● **What to work on**
Leaving out all pictures, transcribe the lines below exactly, from the first through the line containing "Now the moored".

Stored items
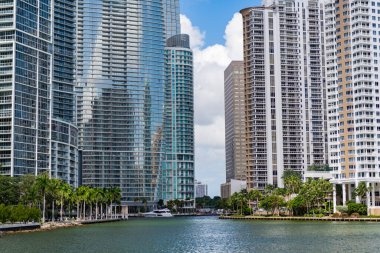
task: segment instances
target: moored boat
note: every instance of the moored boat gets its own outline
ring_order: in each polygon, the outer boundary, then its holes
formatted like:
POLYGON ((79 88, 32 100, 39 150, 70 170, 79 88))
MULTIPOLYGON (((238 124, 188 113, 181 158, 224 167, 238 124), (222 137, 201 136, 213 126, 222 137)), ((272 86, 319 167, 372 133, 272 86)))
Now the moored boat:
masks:
POLYGON ((147 218, 157 218, 157 217, 173 217, 173 215, 170 213, 170 210, 165 208, 165 209, 158 209, 158 210, 153 210, 152 212, 148 213, 143 213, 144 217, 147 218))

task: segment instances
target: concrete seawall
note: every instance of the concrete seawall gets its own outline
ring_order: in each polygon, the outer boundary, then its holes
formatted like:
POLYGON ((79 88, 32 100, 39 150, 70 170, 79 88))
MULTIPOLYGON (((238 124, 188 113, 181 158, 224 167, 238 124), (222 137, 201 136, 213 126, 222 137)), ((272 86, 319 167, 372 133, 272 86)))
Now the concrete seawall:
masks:
POLYGON ((225 220, 281 220, 281 221, 344 221, 344 222, 380 222, 380 218, 333 218, 333 217, 258 217, 258 216, 219 216, 225 220))
POLYGON ((27 223, 27 224, 4 224, 0 225, 0 232, 11 232, 11 231, 29 231, 40 229, 40 223, 27 223))

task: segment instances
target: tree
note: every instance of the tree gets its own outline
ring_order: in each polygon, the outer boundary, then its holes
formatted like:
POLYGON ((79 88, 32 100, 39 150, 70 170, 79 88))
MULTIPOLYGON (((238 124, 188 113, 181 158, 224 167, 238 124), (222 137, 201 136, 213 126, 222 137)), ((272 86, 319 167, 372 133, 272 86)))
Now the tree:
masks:
POLYGON ((271 210, 272 215, 282 206, 285 206, 284 197, 275 194, 264 197, 260 202, 260 207, 267 211, 271 210))
MULTIPOLYGON (((259 206, 259 201, 262 199, 262 197, 263 197, 263 194, 261 193, 261 191, 259 191, 257 189, 253 189, 248 193, 248 200, 249 201, 256 200, 256 206, 257 207, 259 206)), ((253 210, 253 208, 252 208, 252 210, 253 210)))
POLYGON ((264 194, 267 195, 267 194, 272 194, 272 191, 275 189, 275 187, 271 184, 268 184, 267 186, 265 186, 264 188, 264 194))
POLYGON ((43 204, 42 204, 42 223, 45 222, 46 192, 47 192, 47 190, 49 188, 49 183, 50 183, 50 179, 49 179, 49 175, 48 175, 47 172, 44 172, 44 173, 40 174, 36 178, 37 189, 40 191, 40 193, 42 194, 42 198, 43 198, 43 204))
POLYGON ((301 189, 302 180, 298 175, 287 175, 284 176, 284 185, 285 188, 289 191, 290 194, 298 193, 301 189))
POLYGON ((51 211, 52 211, 52 221, 54 221, 54 211, 55 211, 55 201, 56 201, 56 198, 58 196, 58 190, 59 190, 59 187, 61 186, 61 184, 63 183, 62 180, 60 179, 50 179, 49 181, 49 187, 48 187, 48 191, 49 191, 49 195, 51 197, 51 203, 52 203, 52 207, 51 207, 51 211))
POLYGON ((16 205, 19 199, 17 179, 0 175, 0 203, 16 205))
POLYGON ((163 199, 160 199, 158 202, 157 202, 157 207, 158 208, 162 208, 164 206, 164 200, 163 199))
POLYGON ((354 196, 359 197, 359 201, 362 201, 362 198, 371 190, 371 187, 367 187, 365 182, 360 182, 358 187, 354 189, 354 196))

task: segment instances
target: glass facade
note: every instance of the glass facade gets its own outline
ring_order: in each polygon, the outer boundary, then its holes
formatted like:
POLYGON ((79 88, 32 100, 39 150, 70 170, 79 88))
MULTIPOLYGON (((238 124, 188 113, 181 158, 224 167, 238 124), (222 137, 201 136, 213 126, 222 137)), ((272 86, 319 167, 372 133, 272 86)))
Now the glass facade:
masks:
POLYGON ((78 128, 76 127, 75 0, 54 1, 51 173, 78 185, 78 128))
POLYGON ((189 36, 175 35, 165 48, 165 158, 162 199, 194 200, 193 53, 189 36))
POLYGON ((51 1, 0 5, 0 172, 49 170, 51 1))
POLYGON ((165 3, 79 0, 77 121, 82 183, 120 187, 122 202, 158 198, 165 3))
POLYGON ((75 2, 57 0, 54 7, 50 0, 0 4, 0 173, 49 171, 76 185, 75 162, 70 167, 60 159, 53 166, 52 160, 54 152, 61 154, 55 147, 69 143, 60 139, 65 129, 59 121, 74 122, 75 2))

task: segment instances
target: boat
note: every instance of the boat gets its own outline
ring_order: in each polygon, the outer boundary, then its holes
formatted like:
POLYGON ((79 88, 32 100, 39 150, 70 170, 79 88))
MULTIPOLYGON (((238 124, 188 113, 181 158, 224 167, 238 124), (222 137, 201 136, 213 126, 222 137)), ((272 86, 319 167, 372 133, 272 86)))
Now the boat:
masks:
POLYGON ((173 215, 170 213, 170 210, 167 208, 153 210, 152 212, 149 212, 149 213, 143 213, 143 215, 144 217, 147 217, 147 218, 173 217, 173 215))

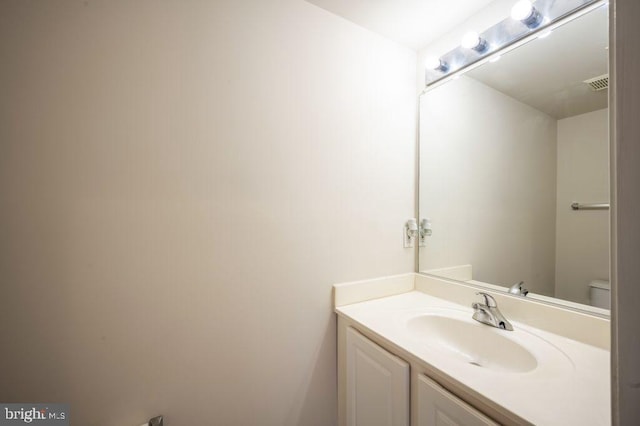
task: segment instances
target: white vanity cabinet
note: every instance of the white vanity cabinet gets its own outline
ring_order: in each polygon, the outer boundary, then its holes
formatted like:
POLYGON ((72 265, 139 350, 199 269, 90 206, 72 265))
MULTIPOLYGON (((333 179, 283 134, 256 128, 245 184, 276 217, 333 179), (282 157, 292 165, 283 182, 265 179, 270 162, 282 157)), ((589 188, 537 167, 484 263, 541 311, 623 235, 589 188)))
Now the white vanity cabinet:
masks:
POLYGON ((418 426, 497 426, 487 416, 421 374, 418 376, 418 426))
POLYGON ((497 426, 352 327, 345 333, 346 426, 497 426), (414 380, 414 406, 410 386, 414 380), (414 418, 411 418, 413 413, 414 418))
POLYGON ((409 364, 353 328, 346 336, 348 426, 409 426, 409 364))

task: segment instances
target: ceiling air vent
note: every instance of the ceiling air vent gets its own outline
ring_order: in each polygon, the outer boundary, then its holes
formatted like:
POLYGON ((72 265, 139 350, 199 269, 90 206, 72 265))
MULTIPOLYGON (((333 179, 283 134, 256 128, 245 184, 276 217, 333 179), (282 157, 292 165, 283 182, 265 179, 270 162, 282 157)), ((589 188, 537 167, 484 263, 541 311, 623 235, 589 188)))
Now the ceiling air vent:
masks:
POLYGON ((603 74, 598 77, 590 78, 589 80, 583 81, 591 87, 591 90, 594 92, 598 92, 600 90, 609 88, 609 74, 603 74))

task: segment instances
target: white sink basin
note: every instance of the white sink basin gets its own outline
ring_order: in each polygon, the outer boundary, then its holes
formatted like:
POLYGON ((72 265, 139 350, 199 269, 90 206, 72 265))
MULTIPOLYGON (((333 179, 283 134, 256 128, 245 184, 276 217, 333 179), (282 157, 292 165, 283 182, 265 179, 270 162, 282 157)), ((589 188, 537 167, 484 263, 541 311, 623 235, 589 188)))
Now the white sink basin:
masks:
MULTIPOLYGON (((505 331, 458 315, 421 314, 406 328, 424 345, 460 362, 497 372, 526 373, 536 369, 536 357, 505 331)), ((555 350, 555 348, 553 348, 555 350)))

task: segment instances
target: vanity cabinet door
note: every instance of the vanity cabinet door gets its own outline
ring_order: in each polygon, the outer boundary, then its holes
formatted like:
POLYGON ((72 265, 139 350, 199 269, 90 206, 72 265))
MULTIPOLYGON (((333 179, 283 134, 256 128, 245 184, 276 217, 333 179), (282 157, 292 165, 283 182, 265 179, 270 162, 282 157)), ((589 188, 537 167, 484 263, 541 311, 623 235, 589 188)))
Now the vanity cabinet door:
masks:
POLYGON ((498 426, 424 375, 418 378, 418 404, 418 426, 498 426))
POLYGON ((409 426, 409 364, 347 329, 347 425, 409 426))

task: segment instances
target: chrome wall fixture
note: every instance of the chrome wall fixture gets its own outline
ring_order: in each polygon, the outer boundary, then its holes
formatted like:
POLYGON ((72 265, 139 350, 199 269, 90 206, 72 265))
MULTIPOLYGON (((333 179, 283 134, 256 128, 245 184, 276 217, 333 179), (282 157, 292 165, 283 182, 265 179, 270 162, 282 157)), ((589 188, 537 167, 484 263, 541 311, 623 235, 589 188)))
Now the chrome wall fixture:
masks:
POLYGON ((520 0, 513 5, 508 18, 482 33, 469 32, 459 47, 440 57, 428 58, 426 86, 430 88, 485 60, 498 58, 499 54, 529 38, 549 35, 553 28, 607 3, 606 0, 520 0))
POLYGON ((571 210, 609 210, 609 203, 571 203, 571 210))

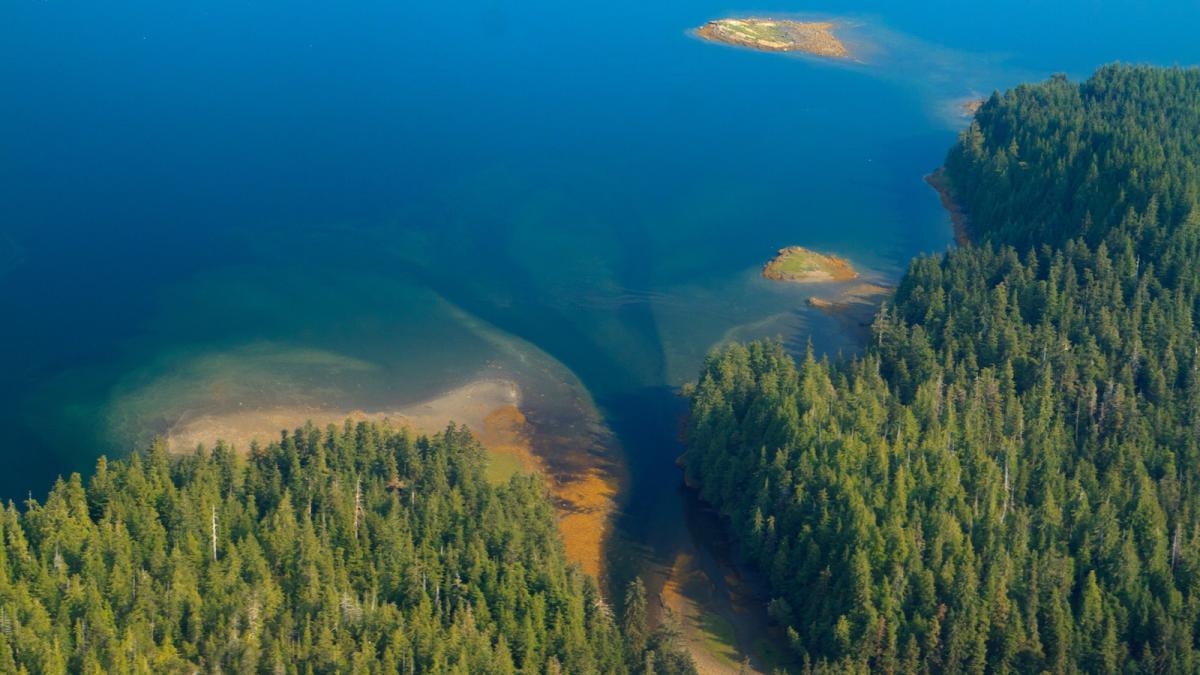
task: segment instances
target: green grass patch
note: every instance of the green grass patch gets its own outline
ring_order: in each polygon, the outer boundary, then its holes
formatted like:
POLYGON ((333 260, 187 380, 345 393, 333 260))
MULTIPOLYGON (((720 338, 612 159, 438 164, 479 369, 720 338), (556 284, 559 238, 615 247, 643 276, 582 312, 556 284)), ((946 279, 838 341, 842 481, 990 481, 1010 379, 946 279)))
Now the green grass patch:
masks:
POLYGON ((788 253, 777 258, 775 262, 778 265, 779 271, 795 274, 816 272, 825 268, 825 260, 811 251, 788 253))
POLYGON ((521 458, 507 452, 489 452, 484 475, 492 485, 504 485, 513 476, 525 470, 521 458))
POLYGON ((706 613, 700 620, 699 629, 704 651, 736 671, 741 666, 742 655, 737 649, 733 623, 719 614, 706 613))
POLYGON ((759 40, 773 40, 776 42, 787 42, 795 37, 782 24, 767 26, 761 23, 752 23, 745 26, 738 26, 735 30, 746 37, 759 40))

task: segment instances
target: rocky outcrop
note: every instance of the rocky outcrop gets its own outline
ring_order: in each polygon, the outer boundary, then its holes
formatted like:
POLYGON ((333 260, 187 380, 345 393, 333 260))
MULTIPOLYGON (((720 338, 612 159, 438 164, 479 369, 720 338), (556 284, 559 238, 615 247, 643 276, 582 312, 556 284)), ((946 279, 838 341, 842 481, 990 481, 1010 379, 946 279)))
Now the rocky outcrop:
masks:
POLYGON ((804 52, 829 58, 849 58, 850 50, 833 34, 829 21, 782 19, 718 19, 697 29, 706 40, 767 52, 804 52))
POLYGON ((858 278, 858 272, 845 258, 817 253, 803 246, 779 249, 775 258, 763 266, 762 275, 772 281, 801 283, 850 281, 858 278))

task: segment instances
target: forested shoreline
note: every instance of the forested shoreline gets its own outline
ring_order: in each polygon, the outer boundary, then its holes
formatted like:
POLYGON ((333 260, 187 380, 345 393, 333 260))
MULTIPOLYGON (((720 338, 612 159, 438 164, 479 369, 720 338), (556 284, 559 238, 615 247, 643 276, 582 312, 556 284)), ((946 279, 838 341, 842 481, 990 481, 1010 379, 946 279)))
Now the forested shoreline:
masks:
POLYGON ((707 360, 689 482, 804 670, 1195 672, 1200 70, 993 95, 864 353, 707 360))
POLYGON ((159 443, 0 513, 0 672, 688 673, 568 564, 539 476, 464 428, 159 443))

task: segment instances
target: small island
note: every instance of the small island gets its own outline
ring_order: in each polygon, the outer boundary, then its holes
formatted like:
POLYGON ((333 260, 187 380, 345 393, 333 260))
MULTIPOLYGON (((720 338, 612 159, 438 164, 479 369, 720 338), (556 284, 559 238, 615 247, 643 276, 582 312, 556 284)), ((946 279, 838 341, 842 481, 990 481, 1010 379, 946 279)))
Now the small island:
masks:
POLYGON ((762 275, 772 281, 811 283, 850 281, 858 272, 845 258, 810 251, 803 246, 788 246, 763 266, 762 275))
POLYGON ((833 34, 828 21, 783 19, 718 19, 701 26, 696 34, 706 40, 750 47, 767 52, 804 52, 829 58, 849 58, 846 45, 833 34))

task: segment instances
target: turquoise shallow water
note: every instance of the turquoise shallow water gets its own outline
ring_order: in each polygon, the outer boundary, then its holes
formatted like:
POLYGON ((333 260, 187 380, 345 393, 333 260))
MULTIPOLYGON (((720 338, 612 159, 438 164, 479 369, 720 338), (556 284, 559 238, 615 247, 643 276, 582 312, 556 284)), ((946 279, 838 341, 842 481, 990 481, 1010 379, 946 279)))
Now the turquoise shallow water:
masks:
POLYGON ((1200 61, 1190 2, 0 12, 0 495, 189 406, 393 405, 533 358, 486 325, 572 371, 623 447, 617 570, 696 546, 673 392, 708 349, 855 347, 757 277, 776 248, 893 280, 950 242, 922 176, 958 101, 1200 61), (864 62, 688 32, 753 13, 838 18, 864 62))

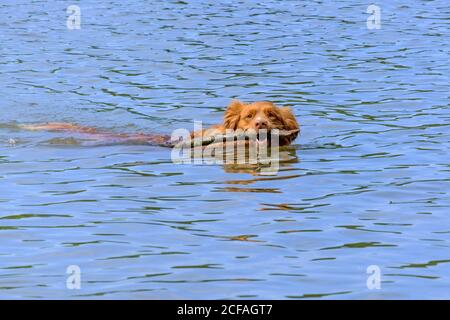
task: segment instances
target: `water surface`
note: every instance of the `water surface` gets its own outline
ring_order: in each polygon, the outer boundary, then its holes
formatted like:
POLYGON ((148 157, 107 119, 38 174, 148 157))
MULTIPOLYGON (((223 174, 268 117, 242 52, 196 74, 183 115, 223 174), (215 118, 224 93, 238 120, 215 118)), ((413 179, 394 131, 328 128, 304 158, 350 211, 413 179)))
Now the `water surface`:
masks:
POLYGON ((447 1, 380 30, 364 1, 68 4, 0 5, 1 298, 450 298, 447 1), (231 98, 299 118, 278 175, 15 126, 170 133, 231 98))

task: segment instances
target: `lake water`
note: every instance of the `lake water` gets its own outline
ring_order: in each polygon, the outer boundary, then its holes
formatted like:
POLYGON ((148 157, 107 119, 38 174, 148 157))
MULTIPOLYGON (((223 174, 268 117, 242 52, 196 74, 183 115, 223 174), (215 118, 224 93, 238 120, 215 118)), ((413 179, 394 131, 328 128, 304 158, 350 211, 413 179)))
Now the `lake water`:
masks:
POLYGON ((76 2, 80 30, 0 4, 1 298, 450 298, 448 1, 371 30, 364 1, 76 2), (232 98, 298 117, 276 176, 16 126, 170 133, 232 98))

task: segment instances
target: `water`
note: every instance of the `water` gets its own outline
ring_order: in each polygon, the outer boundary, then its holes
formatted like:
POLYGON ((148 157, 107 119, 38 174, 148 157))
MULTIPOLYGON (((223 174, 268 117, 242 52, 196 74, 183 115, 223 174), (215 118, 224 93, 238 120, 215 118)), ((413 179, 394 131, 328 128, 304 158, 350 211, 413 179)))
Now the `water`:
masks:
POLYGON ((450 8, 369 4, 92 0, 68 30, 3 1, 0 297, 450 298, 450 8), (292 106, 278 175, 15 127, 170 133, 231 98, 292 106))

● **Written solution**
task: segment instances
target: moored boat
note: every instance of the moored boat gets its own outline
ring_order: in each polygon, the outer boundary, then its holes
formatted like:
POLYGON ((79 88, 32 100, 39 150, 70 170, 79 88))
MULTIPOLYGON (((238 124, 188 113, 181 158, 224 167, 238 124), (222 137, 201 136, 213 126, 222 137)), ((272 86, 319 167, 372 133, 272 86)))
Now the moored boat:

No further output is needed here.